• [ASSIGNMENT] Where a line contains the word "roof", copy that line from the records below.

[Excerpts from a dataset]
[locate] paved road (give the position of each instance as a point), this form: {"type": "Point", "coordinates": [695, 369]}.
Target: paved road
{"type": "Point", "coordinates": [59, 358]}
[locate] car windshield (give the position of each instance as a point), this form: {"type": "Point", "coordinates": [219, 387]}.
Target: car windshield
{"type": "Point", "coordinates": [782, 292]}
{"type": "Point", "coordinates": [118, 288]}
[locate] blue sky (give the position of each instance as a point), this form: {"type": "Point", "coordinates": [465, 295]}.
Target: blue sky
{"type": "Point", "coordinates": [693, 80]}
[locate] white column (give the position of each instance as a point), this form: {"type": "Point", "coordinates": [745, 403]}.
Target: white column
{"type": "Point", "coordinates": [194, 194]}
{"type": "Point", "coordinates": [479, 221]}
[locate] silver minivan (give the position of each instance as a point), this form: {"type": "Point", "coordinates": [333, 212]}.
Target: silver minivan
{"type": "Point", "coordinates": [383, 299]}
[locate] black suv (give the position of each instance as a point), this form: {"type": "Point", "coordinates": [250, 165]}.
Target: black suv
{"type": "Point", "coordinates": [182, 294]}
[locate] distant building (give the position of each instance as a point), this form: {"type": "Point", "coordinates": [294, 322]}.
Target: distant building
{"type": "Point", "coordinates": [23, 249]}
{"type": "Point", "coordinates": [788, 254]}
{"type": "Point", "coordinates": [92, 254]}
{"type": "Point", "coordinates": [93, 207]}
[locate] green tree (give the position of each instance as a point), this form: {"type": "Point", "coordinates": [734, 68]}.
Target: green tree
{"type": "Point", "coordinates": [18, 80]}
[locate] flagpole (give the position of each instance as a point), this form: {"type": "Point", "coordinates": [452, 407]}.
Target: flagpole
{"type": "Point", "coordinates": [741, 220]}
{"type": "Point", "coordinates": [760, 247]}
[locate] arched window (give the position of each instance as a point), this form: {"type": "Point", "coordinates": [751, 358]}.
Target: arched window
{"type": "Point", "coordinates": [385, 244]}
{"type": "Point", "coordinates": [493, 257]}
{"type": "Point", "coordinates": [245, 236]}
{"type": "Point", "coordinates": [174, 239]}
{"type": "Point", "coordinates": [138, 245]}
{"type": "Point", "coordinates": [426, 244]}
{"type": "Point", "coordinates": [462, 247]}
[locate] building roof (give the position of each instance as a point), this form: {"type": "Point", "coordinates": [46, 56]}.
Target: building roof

• [OUTPUT FOR THIS EXERCISE]
[locate] building roof (give the position of each instance as a point), this form: {"type": "Point", "coordinates": [46, 56]}.
Target: building roof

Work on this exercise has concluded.